Data

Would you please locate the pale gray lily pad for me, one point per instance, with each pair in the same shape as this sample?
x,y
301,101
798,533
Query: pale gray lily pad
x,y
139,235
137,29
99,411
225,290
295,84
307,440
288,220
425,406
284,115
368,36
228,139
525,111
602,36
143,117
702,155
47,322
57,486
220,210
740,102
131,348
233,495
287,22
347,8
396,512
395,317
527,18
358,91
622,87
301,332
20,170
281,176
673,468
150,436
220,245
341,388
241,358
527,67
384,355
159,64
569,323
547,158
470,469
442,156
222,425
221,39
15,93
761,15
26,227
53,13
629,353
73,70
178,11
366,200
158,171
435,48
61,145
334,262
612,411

Description of the task
Pick out and copy each line above that contains the word "lily". Case counts.

Correct output
Would you please locate the pale gray lily pad for me, one point per instance, with each pair in the same shape as this sample?
Query: pale gray lily pad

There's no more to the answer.